SOURCE EXTRACT Start Marker
Next week I’m going to a launch of a new Impact pamphlet that defends character education in schools. Randall Curren is the author, and he will present his case with responses from four panelists.
Wikipedia tells me that ‘Character education is an umbrella term loosely used to describe the teaching of children in a manner that will help them develop variously as moral, civic, good, mannered, behaved, non-bullying, healthy, critical, successful, traditional, compliant or socially acceptable beings.’
The Impact pamphlet is still under wraps, but in his new book Living Well Now and in the Future, Randall Curren argues that we need to teach (albeit not in a coercive way) moral norms and attitudes that are supportive of sustainability; living well together in a way that does not diminish the opportunity for future generations to live well. It appears that in the Impact pamphlet (and in Wednesday’s talk) he will set out firmly that traits like perseverance and resilience are not virtues in themselves but simply means to ends. The ends Randall supports are the ‘fundamental British values’ of democracy, the rule of law, individual liberty, and mutual respect and tolerance.
SOURCE EXTRACT End Marker
> [THE PROBLEM] Can you reproduce the character education passage word for word, from "Next week I’m" to "from four panelists."? The data below come from a separate source, not from the character education passage.
DATASET EXTRACT Start Marker
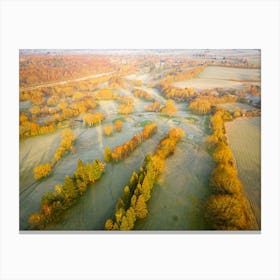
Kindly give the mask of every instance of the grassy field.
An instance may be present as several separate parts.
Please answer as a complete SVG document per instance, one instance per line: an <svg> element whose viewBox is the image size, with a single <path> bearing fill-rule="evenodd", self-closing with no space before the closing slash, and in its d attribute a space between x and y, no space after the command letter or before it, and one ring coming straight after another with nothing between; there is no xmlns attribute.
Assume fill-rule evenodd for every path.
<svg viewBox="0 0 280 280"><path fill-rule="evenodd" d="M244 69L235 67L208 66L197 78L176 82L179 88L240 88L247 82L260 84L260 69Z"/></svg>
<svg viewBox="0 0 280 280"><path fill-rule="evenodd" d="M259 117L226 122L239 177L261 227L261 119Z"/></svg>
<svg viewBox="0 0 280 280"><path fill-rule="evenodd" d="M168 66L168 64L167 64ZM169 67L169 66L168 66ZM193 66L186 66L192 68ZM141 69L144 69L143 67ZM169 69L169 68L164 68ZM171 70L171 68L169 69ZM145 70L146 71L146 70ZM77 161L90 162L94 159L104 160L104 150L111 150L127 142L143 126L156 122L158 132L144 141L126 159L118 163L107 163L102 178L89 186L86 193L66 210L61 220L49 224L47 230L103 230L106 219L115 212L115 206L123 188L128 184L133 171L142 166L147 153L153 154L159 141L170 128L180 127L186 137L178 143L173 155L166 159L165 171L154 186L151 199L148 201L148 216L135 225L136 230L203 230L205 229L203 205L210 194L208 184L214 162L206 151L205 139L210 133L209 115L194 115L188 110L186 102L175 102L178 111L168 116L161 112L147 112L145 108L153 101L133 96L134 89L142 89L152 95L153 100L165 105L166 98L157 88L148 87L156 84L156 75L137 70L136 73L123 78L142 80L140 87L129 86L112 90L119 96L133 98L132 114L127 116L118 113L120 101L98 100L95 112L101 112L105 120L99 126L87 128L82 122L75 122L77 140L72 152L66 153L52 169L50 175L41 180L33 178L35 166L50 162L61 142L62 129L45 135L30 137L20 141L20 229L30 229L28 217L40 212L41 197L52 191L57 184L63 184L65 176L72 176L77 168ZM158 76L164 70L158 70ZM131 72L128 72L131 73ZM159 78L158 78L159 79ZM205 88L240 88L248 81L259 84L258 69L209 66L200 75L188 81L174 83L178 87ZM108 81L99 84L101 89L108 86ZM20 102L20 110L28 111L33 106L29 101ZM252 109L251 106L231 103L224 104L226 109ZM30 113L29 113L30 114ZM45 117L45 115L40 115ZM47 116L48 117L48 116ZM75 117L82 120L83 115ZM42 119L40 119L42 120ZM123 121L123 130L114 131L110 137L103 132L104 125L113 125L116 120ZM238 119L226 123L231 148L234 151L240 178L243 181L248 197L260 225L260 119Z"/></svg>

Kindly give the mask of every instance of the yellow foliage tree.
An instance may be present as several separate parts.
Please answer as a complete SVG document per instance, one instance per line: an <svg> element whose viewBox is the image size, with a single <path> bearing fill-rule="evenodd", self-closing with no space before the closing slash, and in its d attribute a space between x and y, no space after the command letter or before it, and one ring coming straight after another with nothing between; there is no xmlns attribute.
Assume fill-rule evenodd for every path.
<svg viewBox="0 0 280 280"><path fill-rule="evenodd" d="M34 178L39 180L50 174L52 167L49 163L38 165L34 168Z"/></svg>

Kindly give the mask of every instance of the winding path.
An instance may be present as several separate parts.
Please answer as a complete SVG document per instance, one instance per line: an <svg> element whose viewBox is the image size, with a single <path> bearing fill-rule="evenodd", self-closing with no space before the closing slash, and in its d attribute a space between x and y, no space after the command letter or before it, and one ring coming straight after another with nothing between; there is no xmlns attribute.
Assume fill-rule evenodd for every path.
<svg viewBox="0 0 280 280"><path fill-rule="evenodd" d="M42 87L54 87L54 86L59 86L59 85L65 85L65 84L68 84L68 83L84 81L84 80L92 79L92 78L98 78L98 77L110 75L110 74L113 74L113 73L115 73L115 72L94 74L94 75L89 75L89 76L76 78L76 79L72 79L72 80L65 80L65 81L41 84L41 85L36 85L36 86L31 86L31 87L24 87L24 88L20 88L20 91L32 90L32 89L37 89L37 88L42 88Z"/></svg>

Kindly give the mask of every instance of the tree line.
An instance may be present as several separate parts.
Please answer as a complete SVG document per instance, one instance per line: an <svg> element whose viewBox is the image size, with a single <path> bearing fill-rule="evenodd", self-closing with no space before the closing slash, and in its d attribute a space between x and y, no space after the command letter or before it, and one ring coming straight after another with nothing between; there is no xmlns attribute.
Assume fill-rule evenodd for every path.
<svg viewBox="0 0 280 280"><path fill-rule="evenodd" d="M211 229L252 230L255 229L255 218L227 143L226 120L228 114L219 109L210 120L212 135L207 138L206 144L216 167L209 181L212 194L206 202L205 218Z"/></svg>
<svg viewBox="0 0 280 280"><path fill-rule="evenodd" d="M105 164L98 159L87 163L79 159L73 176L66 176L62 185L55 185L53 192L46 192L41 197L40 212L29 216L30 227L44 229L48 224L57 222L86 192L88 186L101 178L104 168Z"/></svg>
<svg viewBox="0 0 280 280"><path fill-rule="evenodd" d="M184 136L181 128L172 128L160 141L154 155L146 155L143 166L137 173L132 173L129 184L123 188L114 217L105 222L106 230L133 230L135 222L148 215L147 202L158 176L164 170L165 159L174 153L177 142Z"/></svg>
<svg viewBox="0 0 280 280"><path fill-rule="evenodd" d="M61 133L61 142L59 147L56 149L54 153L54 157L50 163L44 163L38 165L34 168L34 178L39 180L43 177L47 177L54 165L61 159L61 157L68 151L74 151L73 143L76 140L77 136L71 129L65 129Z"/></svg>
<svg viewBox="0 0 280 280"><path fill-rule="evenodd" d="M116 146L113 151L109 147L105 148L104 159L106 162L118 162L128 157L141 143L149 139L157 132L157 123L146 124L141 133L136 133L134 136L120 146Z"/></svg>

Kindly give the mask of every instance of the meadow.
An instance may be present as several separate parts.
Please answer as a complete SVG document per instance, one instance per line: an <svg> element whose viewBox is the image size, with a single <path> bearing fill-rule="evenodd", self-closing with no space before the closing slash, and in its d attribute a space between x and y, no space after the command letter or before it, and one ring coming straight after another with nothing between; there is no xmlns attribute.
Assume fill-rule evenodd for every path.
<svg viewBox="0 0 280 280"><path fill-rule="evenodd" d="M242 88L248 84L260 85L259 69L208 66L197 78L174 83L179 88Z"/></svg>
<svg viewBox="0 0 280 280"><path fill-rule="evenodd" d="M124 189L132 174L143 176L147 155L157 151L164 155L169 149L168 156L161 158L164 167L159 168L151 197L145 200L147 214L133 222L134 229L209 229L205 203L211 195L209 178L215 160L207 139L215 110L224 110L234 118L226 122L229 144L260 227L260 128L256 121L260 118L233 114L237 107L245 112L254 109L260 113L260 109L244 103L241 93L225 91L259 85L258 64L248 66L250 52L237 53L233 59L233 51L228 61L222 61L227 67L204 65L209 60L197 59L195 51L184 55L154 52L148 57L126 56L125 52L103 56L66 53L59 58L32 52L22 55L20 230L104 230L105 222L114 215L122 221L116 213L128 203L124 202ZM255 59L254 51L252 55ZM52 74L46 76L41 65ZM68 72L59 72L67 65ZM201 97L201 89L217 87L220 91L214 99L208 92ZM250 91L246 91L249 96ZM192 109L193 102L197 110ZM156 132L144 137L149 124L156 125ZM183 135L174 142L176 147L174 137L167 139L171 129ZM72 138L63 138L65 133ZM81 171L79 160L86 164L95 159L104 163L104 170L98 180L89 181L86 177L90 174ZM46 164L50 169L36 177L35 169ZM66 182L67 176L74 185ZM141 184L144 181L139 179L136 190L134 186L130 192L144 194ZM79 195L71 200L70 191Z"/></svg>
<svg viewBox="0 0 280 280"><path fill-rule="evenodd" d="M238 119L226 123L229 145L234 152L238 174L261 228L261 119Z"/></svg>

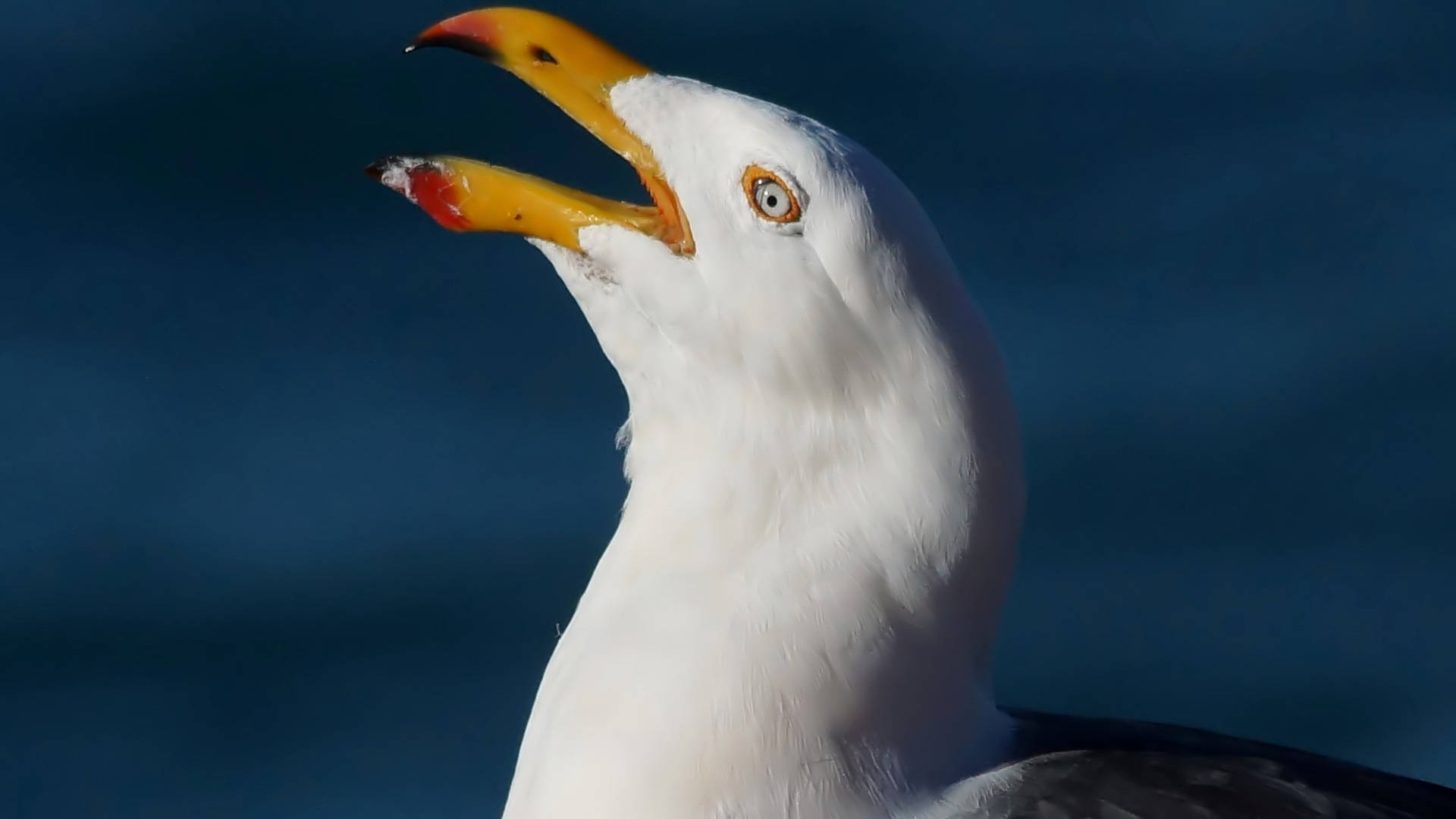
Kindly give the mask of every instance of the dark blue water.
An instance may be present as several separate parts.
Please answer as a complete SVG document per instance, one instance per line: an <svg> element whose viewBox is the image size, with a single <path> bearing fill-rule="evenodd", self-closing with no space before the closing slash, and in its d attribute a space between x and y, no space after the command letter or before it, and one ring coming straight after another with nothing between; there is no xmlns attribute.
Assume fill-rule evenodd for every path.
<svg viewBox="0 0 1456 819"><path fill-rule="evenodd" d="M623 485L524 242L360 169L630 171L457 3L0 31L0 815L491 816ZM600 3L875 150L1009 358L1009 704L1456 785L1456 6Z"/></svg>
DATASET EXTRACT End Marker
DATASET EXTRACT Start Marker
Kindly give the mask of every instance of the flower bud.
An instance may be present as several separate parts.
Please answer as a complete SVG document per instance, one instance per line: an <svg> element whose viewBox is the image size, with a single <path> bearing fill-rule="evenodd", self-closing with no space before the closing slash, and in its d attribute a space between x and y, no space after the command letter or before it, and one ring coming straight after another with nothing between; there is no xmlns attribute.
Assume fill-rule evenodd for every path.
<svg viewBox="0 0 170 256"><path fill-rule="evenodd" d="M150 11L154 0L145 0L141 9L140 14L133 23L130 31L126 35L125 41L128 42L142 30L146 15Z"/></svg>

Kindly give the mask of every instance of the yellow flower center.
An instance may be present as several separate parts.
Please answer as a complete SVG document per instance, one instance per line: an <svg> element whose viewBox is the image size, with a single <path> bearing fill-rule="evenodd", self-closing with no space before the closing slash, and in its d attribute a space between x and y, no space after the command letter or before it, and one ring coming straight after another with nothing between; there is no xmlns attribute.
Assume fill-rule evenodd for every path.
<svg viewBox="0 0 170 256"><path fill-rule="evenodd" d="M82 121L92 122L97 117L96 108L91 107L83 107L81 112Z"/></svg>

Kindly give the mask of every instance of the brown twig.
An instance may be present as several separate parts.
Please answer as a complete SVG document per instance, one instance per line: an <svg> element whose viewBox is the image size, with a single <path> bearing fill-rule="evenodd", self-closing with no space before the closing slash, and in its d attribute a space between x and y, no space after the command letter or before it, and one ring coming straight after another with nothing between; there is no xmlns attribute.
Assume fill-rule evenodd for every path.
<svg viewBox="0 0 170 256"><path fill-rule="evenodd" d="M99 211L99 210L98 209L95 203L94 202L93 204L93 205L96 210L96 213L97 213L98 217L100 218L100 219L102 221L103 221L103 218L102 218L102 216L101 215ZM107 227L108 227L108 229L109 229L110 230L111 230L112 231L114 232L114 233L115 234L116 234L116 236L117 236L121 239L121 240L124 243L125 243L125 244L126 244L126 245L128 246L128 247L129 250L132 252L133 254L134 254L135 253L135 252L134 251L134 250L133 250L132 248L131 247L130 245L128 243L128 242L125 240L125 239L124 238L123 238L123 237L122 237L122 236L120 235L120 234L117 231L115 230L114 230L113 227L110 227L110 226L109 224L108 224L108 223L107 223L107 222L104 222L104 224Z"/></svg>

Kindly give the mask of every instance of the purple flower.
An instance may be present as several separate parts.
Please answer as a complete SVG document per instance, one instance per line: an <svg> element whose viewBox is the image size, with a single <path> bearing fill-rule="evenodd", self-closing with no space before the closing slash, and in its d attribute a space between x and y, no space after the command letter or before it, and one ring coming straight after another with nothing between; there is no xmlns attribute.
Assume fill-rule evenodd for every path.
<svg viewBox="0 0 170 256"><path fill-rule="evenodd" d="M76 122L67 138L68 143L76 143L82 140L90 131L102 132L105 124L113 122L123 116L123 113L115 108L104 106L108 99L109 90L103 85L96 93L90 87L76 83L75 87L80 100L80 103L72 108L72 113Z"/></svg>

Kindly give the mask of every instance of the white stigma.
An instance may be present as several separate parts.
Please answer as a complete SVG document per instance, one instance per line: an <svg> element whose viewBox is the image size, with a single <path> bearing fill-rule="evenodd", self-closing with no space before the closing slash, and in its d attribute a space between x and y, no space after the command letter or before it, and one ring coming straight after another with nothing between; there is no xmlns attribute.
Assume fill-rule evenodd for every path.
DATASET EXTRACT End Marker
> [ANSWER TO THE EXERCISE]
Next week I’m going to a launch of a new Impact pamphlet that defends character education in schools. Randall Curren is the author, and he will present his case with responses from four panelists.